WHAT IS ASKED: Report how many lines in the rows below contain the string "black". Matching is case-sensitive, and the reply is the number alone.

MATERIAL SUPPLIED:

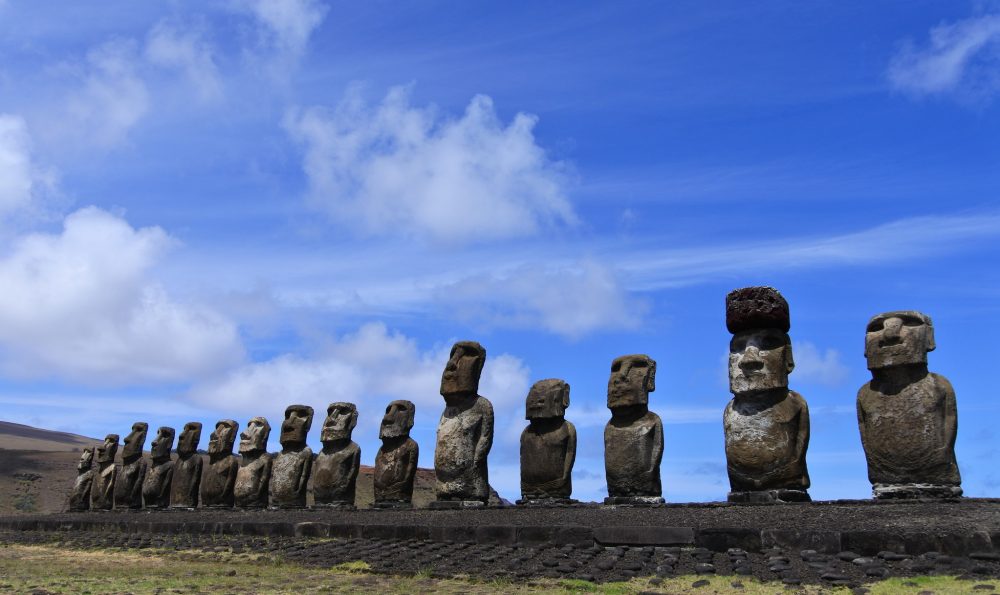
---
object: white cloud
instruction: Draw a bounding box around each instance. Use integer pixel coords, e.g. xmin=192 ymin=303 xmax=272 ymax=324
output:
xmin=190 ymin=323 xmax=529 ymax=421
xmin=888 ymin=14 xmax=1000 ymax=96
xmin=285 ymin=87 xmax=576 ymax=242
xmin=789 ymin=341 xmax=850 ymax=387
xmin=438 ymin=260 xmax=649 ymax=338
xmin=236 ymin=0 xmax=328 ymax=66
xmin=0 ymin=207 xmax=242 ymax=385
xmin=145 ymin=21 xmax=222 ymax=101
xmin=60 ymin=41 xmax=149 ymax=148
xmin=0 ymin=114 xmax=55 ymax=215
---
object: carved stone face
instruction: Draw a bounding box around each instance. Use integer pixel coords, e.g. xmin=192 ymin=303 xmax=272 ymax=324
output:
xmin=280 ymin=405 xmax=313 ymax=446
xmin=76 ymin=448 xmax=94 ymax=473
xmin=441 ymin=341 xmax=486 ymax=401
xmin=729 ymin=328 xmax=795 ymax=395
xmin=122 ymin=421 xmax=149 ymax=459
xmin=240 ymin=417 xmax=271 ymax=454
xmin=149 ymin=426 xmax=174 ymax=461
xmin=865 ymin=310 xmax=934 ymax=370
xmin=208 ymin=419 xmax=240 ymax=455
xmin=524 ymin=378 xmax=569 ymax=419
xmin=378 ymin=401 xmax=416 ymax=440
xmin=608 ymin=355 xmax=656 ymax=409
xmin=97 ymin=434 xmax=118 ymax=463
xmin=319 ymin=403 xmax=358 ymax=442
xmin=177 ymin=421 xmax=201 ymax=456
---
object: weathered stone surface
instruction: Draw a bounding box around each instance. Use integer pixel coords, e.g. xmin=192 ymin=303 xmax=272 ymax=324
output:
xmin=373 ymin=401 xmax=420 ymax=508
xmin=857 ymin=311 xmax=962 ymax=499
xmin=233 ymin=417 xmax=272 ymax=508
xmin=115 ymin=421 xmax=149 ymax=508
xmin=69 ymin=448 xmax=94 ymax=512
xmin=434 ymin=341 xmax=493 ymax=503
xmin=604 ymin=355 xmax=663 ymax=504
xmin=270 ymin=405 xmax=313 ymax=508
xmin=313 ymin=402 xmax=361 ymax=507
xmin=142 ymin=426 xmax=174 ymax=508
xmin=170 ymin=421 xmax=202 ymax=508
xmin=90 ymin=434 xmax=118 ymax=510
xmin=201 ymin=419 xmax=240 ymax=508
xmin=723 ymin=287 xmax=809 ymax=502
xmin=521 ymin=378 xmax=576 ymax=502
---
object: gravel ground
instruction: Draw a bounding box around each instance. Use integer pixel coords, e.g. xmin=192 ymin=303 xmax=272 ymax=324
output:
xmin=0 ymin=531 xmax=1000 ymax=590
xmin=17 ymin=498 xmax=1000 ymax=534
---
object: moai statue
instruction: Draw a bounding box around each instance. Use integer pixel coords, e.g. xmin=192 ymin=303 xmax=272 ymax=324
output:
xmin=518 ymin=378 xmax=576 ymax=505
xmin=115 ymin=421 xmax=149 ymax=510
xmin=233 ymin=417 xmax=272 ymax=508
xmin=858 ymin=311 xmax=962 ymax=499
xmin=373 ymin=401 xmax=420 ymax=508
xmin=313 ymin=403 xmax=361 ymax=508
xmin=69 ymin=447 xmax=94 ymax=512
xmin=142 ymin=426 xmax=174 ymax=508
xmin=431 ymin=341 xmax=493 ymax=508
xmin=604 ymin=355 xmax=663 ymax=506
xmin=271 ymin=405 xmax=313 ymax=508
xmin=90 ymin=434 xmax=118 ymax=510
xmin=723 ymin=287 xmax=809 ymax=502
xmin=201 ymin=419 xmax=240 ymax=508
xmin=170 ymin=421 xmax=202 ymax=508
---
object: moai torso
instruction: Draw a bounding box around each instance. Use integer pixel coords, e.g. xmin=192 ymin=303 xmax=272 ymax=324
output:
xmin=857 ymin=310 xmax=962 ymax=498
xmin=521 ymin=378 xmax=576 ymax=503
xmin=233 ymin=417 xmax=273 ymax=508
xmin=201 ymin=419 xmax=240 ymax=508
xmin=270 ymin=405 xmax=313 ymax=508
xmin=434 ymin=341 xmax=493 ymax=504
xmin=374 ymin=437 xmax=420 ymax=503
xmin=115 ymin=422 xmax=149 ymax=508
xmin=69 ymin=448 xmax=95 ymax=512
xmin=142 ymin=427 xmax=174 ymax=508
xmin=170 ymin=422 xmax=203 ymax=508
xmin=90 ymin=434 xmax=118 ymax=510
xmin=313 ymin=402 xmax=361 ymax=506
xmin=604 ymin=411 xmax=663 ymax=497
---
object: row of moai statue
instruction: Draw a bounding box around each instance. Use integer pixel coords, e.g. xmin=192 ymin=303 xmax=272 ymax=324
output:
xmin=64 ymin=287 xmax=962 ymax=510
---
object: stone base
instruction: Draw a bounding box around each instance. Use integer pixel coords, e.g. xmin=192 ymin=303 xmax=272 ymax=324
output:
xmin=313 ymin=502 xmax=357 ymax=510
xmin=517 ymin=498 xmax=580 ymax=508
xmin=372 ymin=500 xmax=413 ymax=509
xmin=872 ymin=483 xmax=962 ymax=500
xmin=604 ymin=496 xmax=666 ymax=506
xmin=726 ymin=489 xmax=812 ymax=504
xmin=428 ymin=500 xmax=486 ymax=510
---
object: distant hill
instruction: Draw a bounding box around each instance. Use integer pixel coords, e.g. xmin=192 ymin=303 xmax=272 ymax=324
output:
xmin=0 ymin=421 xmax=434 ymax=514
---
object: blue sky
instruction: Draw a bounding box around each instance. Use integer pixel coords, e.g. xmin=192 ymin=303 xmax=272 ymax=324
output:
==
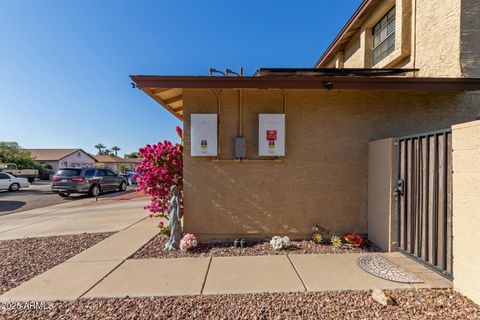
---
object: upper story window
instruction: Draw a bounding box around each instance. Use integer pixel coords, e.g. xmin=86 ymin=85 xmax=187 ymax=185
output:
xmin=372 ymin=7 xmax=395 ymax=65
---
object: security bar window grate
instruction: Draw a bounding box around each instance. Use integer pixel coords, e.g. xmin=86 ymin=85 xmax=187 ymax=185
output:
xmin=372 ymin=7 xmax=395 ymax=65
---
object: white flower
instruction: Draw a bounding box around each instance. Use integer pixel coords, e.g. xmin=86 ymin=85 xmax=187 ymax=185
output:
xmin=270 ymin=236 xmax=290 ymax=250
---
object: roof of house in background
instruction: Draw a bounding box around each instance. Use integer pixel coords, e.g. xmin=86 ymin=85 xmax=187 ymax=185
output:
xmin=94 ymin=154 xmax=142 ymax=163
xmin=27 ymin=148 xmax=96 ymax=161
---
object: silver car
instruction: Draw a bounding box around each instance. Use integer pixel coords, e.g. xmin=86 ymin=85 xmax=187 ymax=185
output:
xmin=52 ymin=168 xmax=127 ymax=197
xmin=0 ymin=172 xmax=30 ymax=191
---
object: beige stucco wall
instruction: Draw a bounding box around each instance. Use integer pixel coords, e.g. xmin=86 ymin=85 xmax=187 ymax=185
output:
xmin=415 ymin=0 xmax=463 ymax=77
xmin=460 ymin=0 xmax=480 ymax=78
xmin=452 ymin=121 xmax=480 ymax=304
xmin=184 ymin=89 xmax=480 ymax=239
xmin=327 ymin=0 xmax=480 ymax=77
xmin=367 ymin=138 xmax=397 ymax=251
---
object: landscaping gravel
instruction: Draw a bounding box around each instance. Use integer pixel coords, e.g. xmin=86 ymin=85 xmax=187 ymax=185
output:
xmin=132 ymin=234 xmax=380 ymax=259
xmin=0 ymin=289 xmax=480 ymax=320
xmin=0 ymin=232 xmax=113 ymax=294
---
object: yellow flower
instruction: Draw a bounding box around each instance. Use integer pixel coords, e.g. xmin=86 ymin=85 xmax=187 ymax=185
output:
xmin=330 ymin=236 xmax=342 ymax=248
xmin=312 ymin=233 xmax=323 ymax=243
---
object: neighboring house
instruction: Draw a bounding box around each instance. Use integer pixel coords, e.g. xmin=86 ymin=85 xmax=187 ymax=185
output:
* * *
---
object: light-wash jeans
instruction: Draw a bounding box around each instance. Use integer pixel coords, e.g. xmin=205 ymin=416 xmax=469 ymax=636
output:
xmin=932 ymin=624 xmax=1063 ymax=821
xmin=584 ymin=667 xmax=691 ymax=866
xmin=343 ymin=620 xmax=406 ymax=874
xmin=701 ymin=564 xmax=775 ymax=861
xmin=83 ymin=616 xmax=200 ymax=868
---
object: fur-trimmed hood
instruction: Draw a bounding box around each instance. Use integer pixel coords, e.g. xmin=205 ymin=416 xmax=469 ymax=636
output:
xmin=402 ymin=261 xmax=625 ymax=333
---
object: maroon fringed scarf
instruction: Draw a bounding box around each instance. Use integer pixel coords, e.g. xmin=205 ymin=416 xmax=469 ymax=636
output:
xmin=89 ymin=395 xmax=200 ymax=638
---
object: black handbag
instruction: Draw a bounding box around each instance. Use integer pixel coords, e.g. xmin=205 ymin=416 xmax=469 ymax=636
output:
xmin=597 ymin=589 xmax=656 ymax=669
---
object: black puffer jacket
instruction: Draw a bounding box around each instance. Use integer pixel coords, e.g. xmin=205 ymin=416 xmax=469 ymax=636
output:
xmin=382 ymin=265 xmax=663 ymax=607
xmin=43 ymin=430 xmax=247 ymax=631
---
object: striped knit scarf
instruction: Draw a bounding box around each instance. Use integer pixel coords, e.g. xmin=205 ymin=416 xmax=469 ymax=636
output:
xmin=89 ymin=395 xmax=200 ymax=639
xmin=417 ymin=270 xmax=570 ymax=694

RESULT OF THIS EXERCISE: 2